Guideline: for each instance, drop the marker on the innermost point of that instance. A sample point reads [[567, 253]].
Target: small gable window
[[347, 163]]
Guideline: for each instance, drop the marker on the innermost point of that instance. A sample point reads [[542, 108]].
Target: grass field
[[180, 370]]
•••••
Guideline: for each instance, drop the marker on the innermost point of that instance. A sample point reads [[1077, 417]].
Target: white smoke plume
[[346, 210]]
•••••
→ **Directions**: Edit the part of the listing that opens with the line containing "reads [[567, 253]]." and closes with the line containing "[[180, 370]]", changing "innermost" to "central" and leaving everything else as it is. Return only those lines.

→ **Task output**:
Guideline: for each instance, drop the marker on the central point of that instance. A sample point reads [[567, 253]].
Target: small gable window
[[347, 163]]
Guideline: for each instance, drop the marker on the central point of that instance. A sample point reads [[542, 108]].
Target: grass field
[[180, 370]]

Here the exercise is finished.